Goal A » Copy the portion of the h265ize troubleshooting text that lies between "The related man1" and "video files found.", inclusive.

Source text »
►
The related man1 and man3 manpages are from 1999 and 1995, respectively, so "old" is probably safe. I dunno if getopts the bash builtin is an option vs getopt the external command, but that might be a path forward. Figuring that I'm already in it up to my elbows, I installed the gnu-getopts from homebrew as well. Brew doesn't put that into the $PATH because it would be incompatible with stuff that expects BSD getopt, so I edited the path in h265ize and ended up here (the firstrun setup more or less worked, I guess):

orbimac:Downloads pfriedel$ h265ize video.mkv 
(standard_in) 1: parse error
[h265ize]: Finding videos...
[h265ize]: No video files found.

Editing the FILES=$() to see what it's doing, I see this, which related to #9 :

orbimac:Downloads pfriedel$ find "video.mkv" -maxdepth 2 -type f -exec file -N -i -- {} +
video.mkv: regular file

Additionally, OSX find doesn't do -N -i, it looks like it wants -I for the mime-type argument, which changes it at least to this:

orbimac:Downloads pfriedel$ find "video.mkv" -maxdepth 2 -type f -exec file -N -I -- {} +
video.mkv: application/octet-stream; charset=binary

...Which is, if nothing else, a known place.
◄
Material for this exercise »
►
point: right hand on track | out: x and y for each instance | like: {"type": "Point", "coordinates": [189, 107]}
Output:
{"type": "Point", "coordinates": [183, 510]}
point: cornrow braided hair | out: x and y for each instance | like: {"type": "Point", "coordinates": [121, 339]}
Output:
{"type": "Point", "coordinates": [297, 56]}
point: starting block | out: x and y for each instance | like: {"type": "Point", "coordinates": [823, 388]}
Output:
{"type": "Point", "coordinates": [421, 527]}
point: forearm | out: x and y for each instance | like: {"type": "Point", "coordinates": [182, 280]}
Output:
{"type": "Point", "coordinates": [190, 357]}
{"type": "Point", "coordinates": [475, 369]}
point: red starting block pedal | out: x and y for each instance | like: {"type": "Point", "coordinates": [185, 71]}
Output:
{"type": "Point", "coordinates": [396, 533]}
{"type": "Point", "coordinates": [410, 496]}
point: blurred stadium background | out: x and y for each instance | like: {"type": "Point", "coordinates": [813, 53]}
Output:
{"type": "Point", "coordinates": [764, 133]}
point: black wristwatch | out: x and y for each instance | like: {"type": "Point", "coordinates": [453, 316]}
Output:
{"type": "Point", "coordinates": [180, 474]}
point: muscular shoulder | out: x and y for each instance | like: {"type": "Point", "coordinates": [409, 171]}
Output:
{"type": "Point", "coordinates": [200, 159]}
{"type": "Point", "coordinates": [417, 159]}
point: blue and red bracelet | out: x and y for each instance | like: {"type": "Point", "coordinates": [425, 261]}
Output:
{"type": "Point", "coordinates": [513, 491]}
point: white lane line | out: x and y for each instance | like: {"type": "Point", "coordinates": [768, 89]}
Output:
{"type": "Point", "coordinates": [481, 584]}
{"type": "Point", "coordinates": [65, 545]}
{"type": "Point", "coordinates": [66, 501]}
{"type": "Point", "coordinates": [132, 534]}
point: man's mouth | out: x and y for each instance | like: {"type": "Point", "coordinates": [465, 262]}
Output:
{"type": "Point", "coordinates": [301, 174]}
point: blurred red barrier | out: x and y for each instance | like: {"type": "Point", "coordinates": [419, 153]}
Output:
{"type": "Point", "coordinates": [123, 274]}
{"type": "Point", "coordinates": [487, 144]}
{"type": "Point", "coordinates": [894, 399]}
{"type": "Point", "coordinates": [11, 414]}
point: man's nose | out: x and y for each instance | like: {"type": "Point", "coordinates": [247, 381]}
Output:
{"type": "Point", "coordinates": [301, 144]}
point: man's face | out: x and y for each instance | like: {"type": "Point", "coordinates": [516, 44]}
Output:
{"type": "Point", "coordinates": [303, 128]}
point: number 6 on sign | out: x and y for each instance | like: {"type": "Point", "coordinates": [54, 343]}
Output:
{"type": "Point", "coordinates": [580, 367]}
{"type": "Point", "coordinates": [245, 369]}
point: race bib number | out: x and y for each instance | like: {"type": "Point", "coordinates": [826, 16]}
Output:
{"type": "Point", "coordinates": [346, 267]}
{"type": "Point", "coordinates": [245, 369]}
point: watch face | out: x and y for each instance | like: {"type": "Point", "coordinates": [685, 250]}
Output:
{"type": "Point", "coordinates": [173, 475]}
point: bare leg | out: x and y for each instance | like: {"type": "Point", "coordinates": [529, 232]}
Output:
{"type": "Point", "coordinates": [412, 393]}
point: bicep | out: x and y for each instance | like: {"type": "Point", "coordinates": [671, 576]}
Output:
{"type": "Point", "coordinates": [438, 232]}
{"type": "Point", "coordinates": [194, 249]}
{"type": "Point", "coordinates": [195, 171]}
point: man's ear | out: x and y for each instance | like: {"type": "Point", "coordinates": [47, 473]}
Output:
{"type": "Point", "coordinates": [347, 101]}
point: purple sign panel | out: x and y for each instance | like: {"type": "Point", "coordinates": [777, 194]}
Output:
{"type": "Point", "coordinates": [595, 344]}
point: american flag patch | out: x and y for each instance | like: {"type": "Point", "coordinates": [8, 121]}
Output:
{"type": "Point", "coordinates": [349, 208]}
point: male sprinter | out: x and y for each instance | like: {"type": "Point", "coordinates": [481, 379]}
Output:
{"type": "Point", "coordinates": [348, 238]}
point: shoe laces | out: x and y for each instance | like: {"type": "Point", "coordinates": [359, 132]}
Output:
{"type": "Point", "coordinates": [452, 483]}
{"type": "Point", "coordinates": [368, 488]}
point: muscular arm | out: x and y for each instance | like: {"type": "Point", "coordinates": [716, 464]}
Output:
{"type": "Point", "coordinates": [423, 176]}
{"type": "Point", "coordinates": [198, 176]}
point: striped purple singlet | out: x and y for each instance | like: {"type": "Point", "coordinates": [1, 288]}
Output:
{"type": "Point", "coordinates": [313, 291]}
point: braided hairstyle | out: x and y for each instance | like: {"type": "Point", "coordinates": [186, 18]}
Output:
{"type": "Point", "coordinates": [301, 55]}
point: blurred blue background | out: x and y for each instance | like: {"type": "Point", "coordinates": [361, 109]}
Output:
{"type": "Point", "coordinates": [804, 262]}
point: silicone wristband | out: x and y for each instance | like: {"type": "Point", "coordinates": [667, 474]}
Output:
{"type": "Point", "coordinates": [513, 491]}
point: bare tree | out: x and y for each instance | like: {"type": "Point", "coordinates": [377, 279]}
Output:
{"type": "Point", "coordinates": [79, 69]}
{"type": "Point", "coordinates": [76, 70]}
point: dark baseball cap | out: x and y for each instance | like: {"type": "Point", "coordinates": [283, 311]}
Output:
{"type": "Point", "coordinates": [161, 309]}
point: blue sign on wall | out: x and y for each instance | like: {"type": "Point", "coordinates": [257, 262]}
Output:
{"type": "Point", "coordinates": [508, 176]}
◄
Goal B » Write out the records from the line holding "point: blue sign" through the end of the records, both ends included, reproducing each line without any change.

Written answer A »
The related man1 and man3 manpages are from 1999 and 1995, respectively, so "old" is probably safe. I dunno if getopts the bash builtin is an option vs getopt the external command, but that might be a path forward. Figuring that I'm already in it up to my elbows, I installed the gnu-getopts from homebrew as well. Brew doesn't put that into the $PATH because it would be incompatible with stuff that expects BSD getopt, so I edited the path in h265ize and ended up here (the firstrun setup more or less worked, I guess):

orbimac:Downloads pfriedel$ h265ize video.mkv 
(standard_in) 1: parse error
[h265ize]: Finding videos...
[h265ize]: No video files found.

Written answer B »
point: blue sign on wall | out: x and y for each instance | like: {"type": "Point", "coordinates": [257, 262]}
Output:
{"type": "Point", "coordinates": [508, 176]}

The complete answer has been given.